Required actions>
**A.** Duplicate part of the Chia Sisters lockdown account word for word, starting at "Week one: The" and stopping after "doors for good.".
**B.** Pick up the Chia Sisters lockdown account after its final sentence and carry it forward.

Document section>

The last time I wrote, seven weeks ago, our business, Chia Sisters, was riding a rollercoaster. Sales had dropped to 20% as we entered Lockdown. We were struggling to keep staff employed and were rapidly pivoting to an online platform that enabled home delivery across the country. Coming out of Lockdown, the rollercoaster is far from over and is taking unexpected turns.
This is our week-by-week story since the day we entered Level 3.
Week one: The day after Level 4 Lockdown my sister, Chloe, and I assess Chia Sisters’ options. We call cafe customers so that we can understand their positions. The response is mixed. Many are optimistic and relieved to be back at work. They talk of their loyal customers that flood in to support them. Some are struggling with the logistics of takeaway deliveries or creating a website. Others are looking to sell or have closed their doors for good.
Reasonably, none are ready to purchase juices and smoothies. They have leftovers from before Lockdown, and cold drinks do not fit the takeaway model, especially when cash is tight. It is a strange time for us. We have never had to push sales, but now when we need them it feels entirely inappropriate. We know that the focus must be on building these relationships and supporting each other. We have to find cashflow another way.

Provided data>
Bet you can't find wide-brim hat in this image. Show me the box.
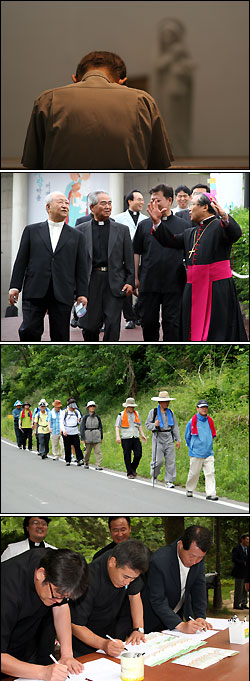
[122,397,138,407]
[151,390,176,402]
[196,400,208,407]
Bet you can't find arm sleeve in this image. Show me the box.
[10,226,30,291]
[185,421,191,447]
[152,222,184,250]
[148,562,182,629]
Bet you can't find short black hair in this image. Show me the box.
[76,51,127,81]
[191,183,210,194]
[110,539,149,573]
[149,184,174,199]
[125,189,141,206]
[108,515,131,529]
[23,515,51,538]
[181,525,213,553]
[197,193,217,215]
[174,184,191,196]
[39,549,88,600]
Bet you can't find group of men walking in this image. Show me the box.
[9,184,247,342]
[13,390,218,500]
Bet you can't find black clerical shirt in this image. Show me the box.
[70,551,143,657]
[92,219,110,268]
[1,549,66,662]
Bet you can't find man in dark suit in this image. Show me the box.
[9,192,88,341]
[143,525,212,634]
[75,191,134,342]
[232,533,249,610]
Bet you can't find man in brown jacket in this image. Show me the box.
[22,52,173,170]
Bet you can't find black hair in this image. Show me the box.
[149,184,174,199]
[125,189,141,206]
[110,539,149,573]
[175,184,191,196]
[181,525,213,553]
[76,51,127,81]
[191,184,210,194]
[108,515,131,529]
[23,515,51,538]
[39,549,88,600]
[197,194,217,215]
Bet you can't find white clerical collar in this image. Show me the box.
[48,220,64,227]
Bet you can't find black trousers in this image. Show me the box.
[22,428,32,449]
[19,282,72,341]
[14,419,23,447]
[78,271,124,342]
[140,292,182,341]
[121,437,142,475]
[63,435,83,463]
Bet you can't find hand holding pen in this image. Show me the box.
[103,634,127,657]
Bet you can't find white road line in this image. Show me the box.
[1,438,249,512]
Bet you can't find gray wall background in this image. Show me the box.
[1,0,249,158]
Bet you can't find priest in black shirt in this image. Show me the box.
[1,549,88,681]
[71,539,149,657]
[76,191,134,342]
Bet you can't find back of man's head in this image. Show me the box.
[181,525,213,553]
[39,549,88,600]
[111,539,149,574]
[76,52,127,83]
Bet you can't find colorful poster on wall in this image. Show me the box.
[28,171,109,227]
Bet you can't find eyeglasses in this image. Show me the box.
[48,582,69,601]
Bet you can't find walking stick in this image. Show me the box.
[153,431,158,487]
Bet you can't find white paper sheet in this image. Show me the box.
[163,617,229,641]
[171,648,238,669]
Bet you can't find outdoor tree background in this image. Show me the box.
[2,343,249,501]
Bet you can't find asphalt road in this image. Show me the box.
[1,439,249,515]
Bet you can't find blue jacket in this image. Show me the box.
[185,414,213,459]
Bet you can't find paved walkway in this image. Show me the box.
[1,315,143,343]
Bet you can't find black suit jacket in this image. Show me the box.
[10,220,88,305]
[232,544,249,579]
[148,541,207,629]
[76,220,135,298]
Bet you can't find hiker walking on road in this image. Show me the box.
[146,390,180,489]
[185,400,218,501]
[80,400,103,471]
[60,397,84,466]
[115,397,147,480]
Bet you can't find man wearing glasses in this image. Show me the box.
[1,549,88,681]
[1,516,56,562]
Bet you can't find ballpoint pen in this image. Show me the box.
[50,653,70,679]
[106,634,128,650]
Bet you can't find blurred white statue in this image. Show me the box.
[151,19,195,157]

---

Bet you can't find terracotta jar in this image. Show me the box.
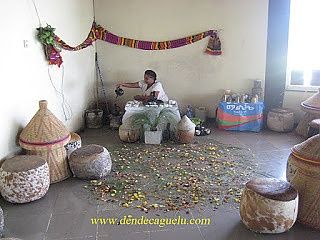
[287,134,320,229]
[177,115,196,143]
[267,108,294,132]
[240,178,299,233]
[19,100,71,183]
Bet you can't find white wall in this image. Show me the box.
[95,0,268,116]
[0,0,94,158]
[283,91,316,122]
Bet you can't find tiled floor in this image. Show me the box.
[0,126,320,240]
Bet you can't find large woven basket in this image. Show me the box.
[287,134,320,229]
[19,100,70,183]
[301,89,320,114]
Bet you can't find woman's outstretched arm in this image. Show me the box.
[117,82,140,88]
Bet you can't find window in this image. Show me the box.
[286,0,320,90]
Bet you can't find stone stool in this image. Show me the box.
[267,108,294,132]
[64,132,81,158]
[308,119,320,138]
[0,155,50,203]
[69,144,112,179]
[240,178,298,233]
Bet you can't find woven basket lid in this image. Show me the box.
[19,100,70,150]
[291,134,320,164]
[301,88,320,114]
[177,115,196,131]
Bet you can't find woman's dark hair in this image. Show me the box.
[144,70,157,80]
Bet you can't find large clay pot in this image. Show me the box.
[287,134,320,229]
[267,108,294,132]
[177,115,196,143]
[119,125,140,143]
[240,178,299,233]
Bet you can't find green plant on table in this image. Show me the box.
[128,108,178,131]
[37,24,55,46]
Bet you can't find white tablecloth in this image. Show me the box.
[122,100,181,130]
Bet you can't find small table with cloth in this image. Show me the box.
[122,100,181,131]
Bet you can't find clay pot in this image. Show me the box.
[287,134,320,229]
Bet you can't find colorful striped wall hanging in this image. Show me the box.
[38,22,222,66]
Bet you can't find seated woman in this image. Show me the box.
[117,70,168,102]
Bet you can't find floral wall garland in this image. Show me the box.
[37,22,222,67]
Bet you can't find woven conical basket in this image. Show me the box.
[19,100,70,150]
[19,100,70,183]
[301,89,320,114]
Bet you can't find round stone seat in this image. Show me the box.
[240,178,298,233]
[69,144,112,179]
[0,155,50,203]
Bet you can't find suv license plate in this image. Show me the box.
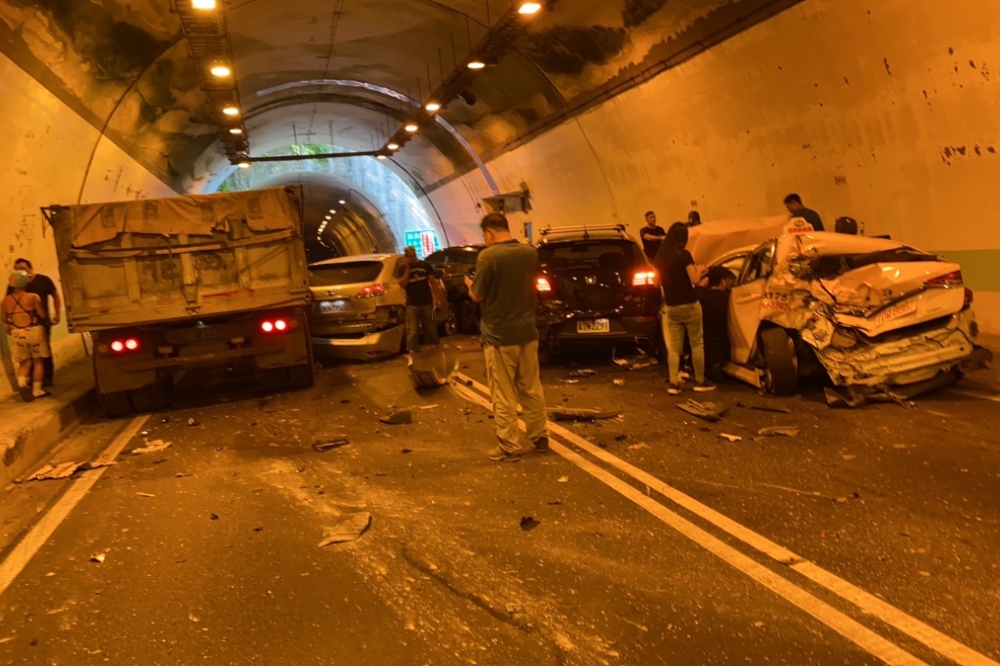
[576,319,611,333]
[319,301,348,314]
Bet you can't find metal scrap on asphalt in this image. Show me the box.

---

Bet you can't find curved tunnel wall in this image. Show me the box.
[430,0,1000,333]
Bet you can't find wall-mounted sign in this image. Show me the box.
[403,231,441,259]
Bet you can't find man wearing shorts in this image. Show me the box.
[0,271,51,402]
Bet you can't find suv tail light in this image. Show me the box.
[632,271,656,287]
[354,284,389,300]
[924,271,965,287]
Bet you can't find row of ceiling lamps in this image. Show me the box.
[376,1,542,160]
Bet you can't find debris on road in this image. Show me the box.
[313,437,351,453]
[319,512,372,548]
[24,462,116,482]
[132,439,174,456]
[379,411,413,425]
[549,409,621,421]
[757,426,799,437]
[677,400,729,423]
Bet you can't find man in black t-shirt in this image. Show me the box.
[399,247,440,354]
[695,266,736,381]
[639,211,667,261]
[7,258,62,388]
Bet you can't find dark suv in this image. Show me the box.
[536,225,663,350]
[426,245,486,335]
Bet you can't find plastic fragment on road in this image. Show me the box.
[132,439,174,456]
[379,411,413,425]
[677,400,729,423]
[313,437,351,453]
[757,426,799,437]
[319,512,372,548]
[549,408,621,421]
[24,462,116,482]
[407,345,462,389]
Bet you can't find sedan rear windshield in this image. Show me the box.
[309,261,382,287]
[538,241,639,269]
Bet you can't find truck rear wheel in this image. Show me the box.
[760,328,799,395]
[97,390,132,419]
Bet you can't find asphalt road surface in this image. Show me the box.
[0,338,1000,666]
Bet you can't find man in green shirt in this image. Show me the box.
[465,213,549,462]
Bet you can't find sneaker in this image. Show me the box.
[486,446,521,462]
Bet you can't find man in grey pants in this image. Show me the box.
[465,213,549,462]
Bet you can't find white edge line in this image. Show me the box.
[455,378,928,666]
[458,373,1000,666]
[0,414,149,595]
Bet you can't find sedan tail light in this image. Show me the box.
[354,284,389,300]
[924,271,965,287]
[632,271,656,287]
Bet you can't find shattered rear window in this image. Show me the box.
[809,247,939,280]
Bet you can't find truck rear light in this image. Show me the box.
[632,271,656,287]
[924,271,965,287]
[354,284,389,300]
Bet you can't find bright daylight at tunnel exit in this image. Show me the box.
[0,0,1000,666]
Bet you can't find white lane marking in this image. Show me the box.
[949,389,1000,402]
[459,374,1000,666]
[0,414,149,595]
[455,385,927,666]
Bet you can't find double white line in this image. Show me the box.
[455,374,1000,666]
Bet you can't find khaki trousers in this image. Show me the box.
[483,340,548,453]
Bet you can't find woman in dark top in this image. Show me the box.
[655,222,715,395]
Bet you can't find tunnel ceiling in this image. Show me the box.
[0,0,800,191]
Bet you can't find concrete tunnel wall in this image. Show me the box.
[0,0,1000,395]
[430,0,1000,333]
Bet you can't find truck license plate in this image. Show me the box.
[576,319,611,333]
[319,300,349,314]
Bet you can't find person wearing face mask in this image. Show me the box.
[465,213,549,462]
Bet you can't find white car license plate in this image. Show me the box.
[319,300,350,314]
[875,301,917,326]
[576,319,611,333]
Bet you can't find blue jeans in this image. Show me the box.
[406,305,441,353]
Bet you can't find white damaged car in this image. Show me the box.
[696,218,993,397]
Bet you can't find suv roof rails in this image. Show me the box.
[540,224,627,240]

Results>
**A.**
Week one: The day after Level 4 Lockdown my sister, Chloe, and I assess Chia Sisters’ options. We call cafe customers so that we can understand their positions. The response is mixed. Many are optimistic and relieved to be back at work. They talk of their loyal customers that flood in to support them. Some are struggling with the logistics of takeaway deliveries or creating a website. Others are looking to sell or have closed their doors for good.

**B.**
Week two: Where can we cut costs? Chia Sisters sales remain at less than 50%. We think about who we are. Chia Sisters is Zero Carbon, and Living Wage certified. Our juicery runs on solar-power. Some are questioning whether sustainability is relevant in the current conditions. Is this an area that we can cut back on? We do not think so, more than ever we need to stay true to our values.
We think about our staff, this has not been easy for them. Work fluctuates wildly. We have massive days implementing new procedures followed by empty days without sales. Our team is our most valuable asset. Some want to spend more time with their families, others have side-hustles. All have enjoyed the flexibility of hours during Lockdown. To retain this flexibility we hire another part-timer. We must be the only suffering business to hire during Level 3. Are we thinking straight?
Week three: We hold an innovation hui over breakfast and brainstorm the positives of Lockdown. We consider what we do have: staff needing secure work, New Zealanders looking to support local, cafes requiring income, nutritious and local ingredients, the ability to deliver to New Zealanders’ homes. Our Mum’s home-made muesli has come out of the oven. It tastes better because it is fresh. Many Kiwis have enjoyed the freshness of home-cooked bread, muesli and baking while in Lockdown. Could we recreate this experience for our customers?
Week Four: Here we go. We launch Chia Sisters Mum’s Muesli on our website. A local cafe, with extra capacity will batch-make it weekly. We home-deliver from the oven to New Zealand doorsteps so Kiwis can enjoy this muesli fresh like they did in Lockdown. We do not know if this will work. There is no money for market research but now is the time to innovate and adapt. Will New Zealanders embrace a fresh, home-delivered service?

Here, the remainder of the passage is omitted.